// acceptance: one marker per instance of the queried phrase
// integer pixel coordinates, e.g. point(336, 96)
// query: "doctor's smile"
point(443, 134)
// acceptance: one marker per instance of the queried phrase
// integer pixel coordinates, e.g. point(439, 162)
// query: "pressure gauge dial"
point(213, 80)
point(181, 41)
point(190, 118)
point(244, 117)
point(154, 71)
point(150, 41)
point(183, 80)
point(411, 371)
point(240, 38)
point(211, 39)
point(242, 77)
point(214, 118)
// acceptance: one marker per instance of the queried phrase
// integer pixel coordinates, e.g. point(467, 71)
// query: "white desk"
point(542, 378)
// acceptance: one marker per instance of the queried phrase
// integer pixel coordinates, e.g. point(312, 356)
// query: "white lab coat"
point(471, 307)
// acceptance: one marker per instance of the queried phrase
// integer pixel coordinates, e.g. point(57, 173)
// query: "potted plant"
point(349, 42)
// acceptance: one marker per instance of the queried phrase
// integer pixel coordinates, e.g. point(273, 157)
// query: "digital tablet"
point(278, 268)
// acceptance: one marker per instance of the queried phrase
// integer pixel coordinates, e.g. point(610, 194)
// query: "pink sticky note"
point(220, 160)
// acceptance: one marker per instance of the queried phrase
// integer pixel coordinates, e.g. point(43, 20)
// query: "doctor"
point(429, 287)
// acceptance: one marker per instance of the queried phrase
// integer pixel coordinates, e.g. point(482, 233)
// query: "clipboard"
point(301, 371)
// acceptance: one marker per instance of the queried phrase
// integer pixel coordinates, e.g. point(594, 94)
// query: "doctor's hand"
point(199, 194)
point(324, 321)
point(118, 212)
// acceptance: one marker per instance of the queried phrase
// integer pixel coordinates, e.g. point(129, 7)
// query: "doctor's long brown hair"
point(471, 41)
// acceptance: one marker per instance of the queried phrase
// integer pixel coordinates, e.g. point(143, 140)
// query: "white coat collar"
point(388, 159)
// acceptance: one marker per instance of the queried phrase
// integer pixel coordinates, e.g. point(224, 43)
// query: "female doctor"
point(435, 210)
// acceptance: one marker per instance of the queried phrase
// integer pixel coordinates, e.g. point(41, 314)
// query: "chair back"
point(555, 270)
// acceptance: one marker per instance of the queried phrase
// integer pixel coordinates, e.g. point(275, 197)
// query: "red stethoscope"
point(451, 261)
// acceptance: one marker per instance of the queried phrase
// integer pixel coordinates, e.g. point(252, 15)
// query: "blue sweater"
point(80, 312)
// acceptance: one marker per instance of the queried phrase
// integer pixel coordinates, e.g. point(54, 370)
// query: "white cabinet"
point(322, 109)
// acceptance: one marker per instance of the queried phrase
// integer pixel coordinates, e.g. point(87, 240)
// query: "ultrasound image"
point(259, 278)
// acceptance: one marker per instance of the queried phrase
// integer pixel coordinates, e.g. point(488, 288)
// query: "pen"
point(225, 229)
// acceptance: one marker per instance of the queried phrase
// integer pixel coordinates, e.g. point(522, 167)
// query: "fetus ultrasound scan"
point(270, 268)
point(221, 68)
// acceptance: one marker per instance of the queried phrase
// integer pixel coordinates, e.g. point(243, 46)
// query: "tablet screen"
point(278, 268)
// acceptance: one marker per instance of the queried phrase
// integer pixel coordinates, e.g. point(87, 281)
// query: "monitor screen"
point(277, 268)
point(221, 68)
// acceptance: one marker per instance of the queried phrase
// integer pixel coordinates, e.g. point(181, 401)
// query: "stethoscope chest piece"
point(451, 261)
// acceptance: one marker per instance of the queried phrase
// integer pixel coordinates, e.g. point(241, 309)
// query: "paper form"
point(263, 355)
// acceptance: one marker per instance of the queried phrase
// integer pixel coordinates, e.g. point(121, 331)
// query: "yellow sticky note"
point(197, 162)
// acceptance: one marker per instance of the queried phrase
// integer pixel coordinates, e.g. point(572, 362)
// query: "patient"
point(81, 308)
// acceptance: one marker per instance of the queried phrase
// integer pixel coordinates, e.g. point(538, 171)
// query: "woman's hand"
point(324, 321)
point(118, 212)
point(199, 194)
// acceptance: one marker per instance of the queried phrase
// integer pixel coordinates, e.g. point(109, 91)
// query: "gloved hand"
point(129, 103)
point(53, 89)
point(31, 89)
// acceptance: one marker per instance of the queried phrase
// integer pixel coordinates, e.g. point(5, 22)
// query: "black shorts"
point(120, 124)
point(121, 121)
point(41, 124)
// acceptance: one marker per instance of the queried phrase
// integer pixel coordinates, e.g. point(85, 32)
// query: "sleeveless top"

Work instructions: Every record must be transcribed precisely, down to the last character.

Answer to this exercise:
// acceptance: one marker per instance of the queried phrase
// integer pixel coordinates, e.g. point(336, 96)
// query: "doctor's smile"
point(443, 134)
// acceptance: one marker per instance of the queried phrase
// integer pixel coordinates, e.g. point(439, 162)
// query: "pressure gauge dial"
point(213, 80)
point(181, 41)
point(190, 118)
point(244, 117)
point(154, 71)
point(150, 41)
point(183, 80)
point(411, 371)
point(240, 38)
point(211, 39)
point(242, 77)
point(214, 118)
// acceptance: one marker per instance of the queried phrase
// integer pixel coordinates, e.g. point(467, 71)
// query: "white desk"
point(542, 378)
// acceptance: one marker per instance of the queried phrase
// integer pixel coordinates, e.g. point(312, 356)
// query: "white lab coat"
point(471, 307)
// acceptance: one marker per instance of the queried phrase
// integer pixel coordinates, e.g. point(57, 173)
// query: "potted plant"
point(349, 42)
// acceptance: one marker per instance of the queried phrase
// integer pixel coordinates, e.g. point(273, 157)
// query: "digital tablet"
point(278, 268)
// acceptance: one marker per instance of the queried phrase
// integer pixel coordinates, e.g. point(610, 194)
// query: "pink sticky note"
point(220, 160)
// acceptance: one marker per instance of the queried phrase
// integer pixel coordinates, e.g. point(43, 20)
// query: "doctor"
point(429, 287)
// acceptance: one marker per instance of the queried phrase
// integer pixel coordinates, e.g. point(482, 233)
// query: "clipboard"
point(301, 371)
// acceptance: one marker per instance of the queried phrase
// integer pixel coordinates, e.g. point(594, 94)
// query: "doctor's hand"
point(199, 194)
point(324, 321)
point(118, 212)
// acceptance: one marker per instance of the queried phrase
// integer pixel coordinates, e.g. point(129, 7)
// query: "doctor's long brown hair"
point(471, 41)
// acceptance: one marker per instance of the queried phrase
// integer pixel coordinates, e.g. point(143, 140)
// query: "white coat collar"
point(388, 159)
// acceptance: one marker per instance of the queried phrase
// integer pixel coordinates, e.g. point(224, 43)
// query: "female doctor"
point(435, 210)
// acceptance: one marker per instance of the queried phrase
// integer pixel coordinates, e.g. point(41, 314)
// query: "chair back"
point(555, 270)
// acceptance: one marker per instance of the queried phrase
// integer pixel coordinates, e.g. point(275, 197)
// query: "red stethoscope"
point(451, 261)
// acceptance: one marker per instance of the queried phrase
// integer pixel coordinates, e.g. point(252, 15)
// query: "blue sweater"
point(80, 312)
// acceptance: one marker per instance of the queried phrase
// integer pixel coordinates, e.g. point(54, 370)
// query: "white cabinet"
point(322, 109)
// acceptance: one marker per instance of the queried phrase
// integer pixel coordinates, e.g. point(87, 240)
// query: "ultrasound image"
point(259, 278)
// acceptance: one marker per instance of the queried phrase
// integer pixel coordinates, e.g. point(488, 288)
// query: "pen"
point(225, 229)
// acceptance: one marker per instance of the queried phrase
// integer pixel coordinates, e.g. point(522, 167)
// query: "fetus ultrasound scan"
point(270, 268)
point(221, 68)
// acceptance: one marker per instance of the queried phrase
// integer pixel coordinates, e.g. point(243, 46)
// query: "tablet screen"
point(278, 268)
// acceptance: one marker per instance of the queried phrase
// integer pixel coordinates, e.g. point(87, 281)
// query: "monitor screen"
point(277, 268)
point(221, 68)
// acceptance: one marker per instance of the queried phrase
// integer pixel coordinates, e.g. point(181, 401)
// query: "stethoscope chest piece"
point(451, 261)
// acceptance: one marker per instance of the queried phrase
// integer pixel coordinates, e.g. point(241, 309)
// query: "paper form"
point(263, 355)
// acceptance: one marker per instance of the queried phrase
// integer pixel coordinates, e.g. point(121, 331)
// query: "yellow sticky note"
point(197, 162)
// acceptance: one marker per instance of the queried phrase
// integer pixel coordinates, e.g. point(572, 362)
// query: "patient"
point(81, 308)
// acceptance: one marker per instance of the queried phrase
// integer pixel coordinates, e.g. point(538, 171)
// query: "woman's hand"
point(324, 321)
point(118, 212)
point(199, 194)
// acceptance: one marker per instance of the queried phrase
// integer pixel coordinates, e.g. point(109, 91)
// query: "gloved hand"
point(129, 103)
point(53, 89)
point(31, 89)
// acceptance: one marker per instance of the queried phrase
// integer pixel coordinates, e.g. point(5, 22)
// query: "black shorts"
point(120, 124)
point(121, 121)
point(41, 124)
// acceptance: one marker per instance of the queried phrase
// integer pixel coordinates, e.g. point(85, 32)
// query: "sleeveless top"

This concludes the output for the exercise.